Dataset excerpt

┏━━

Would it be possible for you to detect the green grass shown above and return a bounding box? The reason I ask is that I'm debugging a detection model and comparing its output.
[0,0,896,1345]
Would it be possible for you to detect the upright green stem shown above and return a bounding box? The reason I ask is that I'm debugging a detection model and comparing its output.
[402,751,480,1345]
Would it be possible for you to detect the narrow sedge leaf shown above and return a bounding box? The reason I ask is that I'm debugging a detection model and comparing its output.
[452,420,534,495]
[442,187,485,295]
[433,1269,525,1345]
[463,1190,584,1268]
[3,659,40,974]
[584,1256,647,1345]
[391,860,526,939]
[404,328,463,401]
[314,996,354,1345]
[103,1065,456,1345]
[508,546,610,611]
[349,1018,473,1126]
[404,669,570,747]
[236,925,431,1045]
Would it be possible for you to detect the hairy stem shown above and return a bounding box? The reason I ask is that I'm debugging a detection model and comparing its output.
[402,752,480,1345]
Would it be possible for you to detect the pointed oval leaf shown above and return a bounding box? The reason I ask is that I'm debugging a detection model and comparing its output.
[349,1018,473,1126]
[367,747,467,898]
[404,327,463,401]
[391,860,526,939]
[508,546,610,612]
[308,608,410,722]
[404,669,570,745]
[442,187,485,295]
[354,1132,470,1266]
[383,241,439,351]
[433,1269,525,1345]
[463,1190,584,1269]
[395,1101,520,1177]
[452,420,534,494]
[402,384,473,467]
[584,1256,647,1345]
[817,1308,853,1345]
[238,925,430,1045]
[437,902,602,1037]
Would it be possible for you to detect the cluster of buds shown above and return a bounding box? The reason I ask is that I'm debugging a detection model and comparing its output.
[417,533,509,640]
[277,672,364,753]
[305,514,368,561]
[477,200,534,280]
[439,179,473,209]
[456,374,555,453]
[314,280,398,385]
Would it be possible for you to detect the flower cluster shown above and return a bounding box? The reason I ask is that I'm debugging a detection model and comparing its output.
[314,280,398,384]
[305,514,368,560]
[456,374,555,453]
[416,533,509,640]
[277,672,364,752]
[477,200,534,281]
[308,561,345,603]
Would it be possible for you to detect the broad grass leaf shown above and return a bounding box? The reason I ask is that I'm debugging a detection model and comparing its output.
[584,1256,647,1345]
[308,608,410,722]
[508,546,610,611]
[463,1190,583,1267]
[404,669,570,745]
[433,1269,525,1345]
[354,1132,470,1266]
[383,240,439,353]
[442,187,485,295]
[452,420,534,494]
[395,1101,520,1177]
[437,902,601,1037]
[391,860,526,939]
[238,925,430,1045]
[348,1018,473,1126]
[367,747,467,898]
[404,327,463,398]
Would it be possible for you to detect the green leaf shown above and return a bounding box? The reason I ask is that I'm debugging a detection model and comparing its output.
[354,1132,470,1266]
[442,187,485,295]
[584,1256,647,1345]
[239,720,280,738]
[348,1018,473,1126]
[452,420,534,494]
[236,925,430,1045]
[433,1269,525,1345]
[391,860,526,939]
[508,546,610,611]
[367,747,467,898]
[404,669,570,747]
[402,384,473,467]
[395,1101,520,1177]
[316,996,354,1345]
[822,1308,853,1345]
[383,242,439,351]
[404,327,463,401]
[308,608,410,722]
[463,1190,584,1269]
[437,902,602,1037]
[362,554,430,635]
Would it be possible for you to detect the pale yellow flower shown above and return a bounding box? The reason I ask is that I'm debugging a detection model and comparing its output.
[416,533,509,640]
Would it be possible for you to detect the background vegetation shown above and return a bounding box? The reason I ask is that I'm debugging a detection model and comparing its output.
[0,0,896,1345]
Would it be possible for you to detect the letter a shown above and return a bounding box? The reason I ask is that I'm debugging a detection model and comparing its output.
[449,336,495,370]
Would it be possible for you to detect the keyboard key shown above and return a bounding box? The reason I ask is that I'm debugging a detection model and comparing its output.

┗━━

**Given request:**
Can you rewrite every one of the records above with "debugging" changed to "testing" wherever it occurs, leaving everything else untouched?

**Answer to the problem:**
Would it be possible for you to detect the green grass shown above and return a bounding box? The reason I ask is that I'm testing a detection model and comparing its output.
[0,0,896,1345]
Would it be possible for you to detect the upright green stem shown above and return a bounding box? The reason I ask is that I'm testing a detection model and comparing its output.
[402,751,480,1345]
Would it be possible for you to detect the narrow sedge leaf shown above and return a bounding box? The reason I ask is that I'm testing a detection model and comparing its output.
[452,420,534,495]
[442,187,485,295]
[433,1269,525,1345]
[463,1190,584,1268]
[3,659,40,974]
[584,1256,647,1345]
[391,860,526,939]
[404,328,463,401]
[314,996,354,1345]
[103,1065,456,1345]
[508,546,610,611]
[349,1018,473,1126]
[404,669,570,747]
[236,925,431,1045]
Would it be possible for you to detect the hairy stem shown above and return a bounding box? The reason I ask is that I'm testing a detection model and comparing its output.
[402,752,480,1345]
Would it be possible for you to detect the pointed oval leaf shown above and return a bounding box? The reason I ask is that I'm testing a detection model and comparing its output.
[349,1018,473,1126]
[367,747,467,898]
[404,327,463,401]
[391,860,526,939]
[508,546,610,612]
[308,608,410,722]
[404,669,570,745]
[442,187,485,295]
[354,1132,470,1266]
[383,241,439,351]
[433,1269,525,1345]
[463,1190,584,1269]
[395,1101,520,1177]
[452,420,534,494]
[402,384,473,467]
[584,1256,647,1345]
[817,1308,853,1345]
[238,925,430,1045]
[437,902,602,1037]
Would it be possible for you to detect the cluster of buds shown above and return a bounding box? The reason I ask is that I'm testing a detection model and comparing its output.
[417,533,509,640]
[277,672,364,753]
[305,514,368,561]
[477,200,534,280]
[439,179,473,209]
[456,374,555,453]
[314,280,398,385]
Would it be possible for you to detect the flower cluster shown above and return a bounding box? The reason I ask is that I'm testing a detection model and comparing its output.
[314,280,398,384]
[305,514,368,560]
[456,374,555,453]
[416,533,509,640]
[277,672,364,752]
[477,200,534,281]
[308,561,345,603]
Would it be possible for you to detect the broad grass leaf shown above and return a bounding box? The reason I ask is that I'm testing a detection model and comparing its output.
[584,1256,647,1345]
[308,608,410,722]
[508,546,610,611]
[463,1190,583,1267]
[404,669,570,745]
[433,1269,525,1345]
[354,1132,470,1266]
[383,240,439,353]
[442,187,485,295]
[452,420,534,494]
[395,1101,520,1177]
[437,902,601,1037]
[391,860,526,939]
[238,925,430,1045]
[348,1018,473,1126]
[367,747,467,898]
[404,327,463,398]
Would it be possible for you to detect the green leaf shown above and return a bounding box? The reason I ask is that I'm testing a detection model and comparing its output.
[354,1132,470,1266]
[442,187,485,295]
[584,1256,647,1345]
[239,720,280,738]
[348,1018,473,1126]
[452,420,534,494]
[236,925,430,1045]
[433,1269,525,1345]
[391,860,526,939]
[508,546,610,611]
[367,747,467,898]
[404,669,570,747]
[402,384,473,467]
[395,1101,520,1177]
[316,996,354,1345]
[822,1308,853,1345]
[383,242,439,351]
[404,327,463,401]
[308,608,410,722]
[463,1190,584,1269]
[437,902,602,1037]
[362,554,430,635]
Would it be possible for you to detect the pale yellow flower shown above and return a bounding box? The reason I ask is that I'm testing a detection model and comparing its output.
[416,533,509,640]
Would it be possible for you to detect the background vegetation shown above and return a bounding box? The reason I ask is that I'm testing a detection model and comparing its output.
[0,0,896,1345]
Would it be possible for you to detect the letter a shown above and return a bounding box? The reason I ask is that I'm testing a detection model and comparing its output.
[449,336,495,370]
Would it be possible for you to detect the keyboard key shown above and return a bounding box? The reason I ask is that I'm testing a detection model and comparing its output.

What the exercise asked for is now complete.